§ **EXTRACT**
Put the Motive in Motivation!!

December 1, 2009

I have been trying to find decent motivation for and attention to my work for the better part of this year. After I advanced to candidacy, I pretty much went on brain freeze. Oh sure, I had two good weeks right after advancing where I was all EXCITED and shit… but now I feel like I’m dragging my ass to the books, taping my eyelids open only to discover that at the end of the day, I’ve managed to half-heartedly read a chapter of something instead of finishing the book I meant to finish.

The isolation is getting to me. I think I need to plan more lunches or coffees – something to force a schedule, someone to be accountable to. “Did you finish those books you were reading”

Ultimately, I have to find the motive to motivate myself. WHY IN THE HELL AM I DOING THIS TO MYSELF?

I know the reasons: I love what I do. I read and think and talk about it for a living. I am actually committed to the idea of public higher education, to education at the undergrad – lower division, even – level. As I said before, I really do believe that my research has value and part of that value is my teaching… SO

GET OFF YOUR ASS, GET A COFFEE AND GET TO WORK!!

I just requested summer teaching, so maybe I’ll get to test out all my fucking brilliant teaching skills and ideas and come up with the perfect survey course.

Some more meaningful bogging is in the works, I just want to get through some work first. *sigh*


On Being Busy

October 30, 2009

It has certainly been a while since I last posted around here, and I wish that wasn’t the case. Here’s a brief update:

1. I got engaged in August. Long story short, he asked me “How’s next summer?” We’re getting married next summer back in Home County and are very excited, but a little bit stressed about the planning.

§ **DATA SHOWN**
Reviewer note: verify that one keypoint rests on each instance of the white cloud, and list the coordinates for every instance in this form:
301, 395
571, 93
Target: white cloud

§ **TASK STATEMENT**
Please list the actions that the writer commands in the all-capitals line of the blog posts.

§ **EXERCISE SOLUTION**
- Get off your ass
- Get a coffee
- Get to work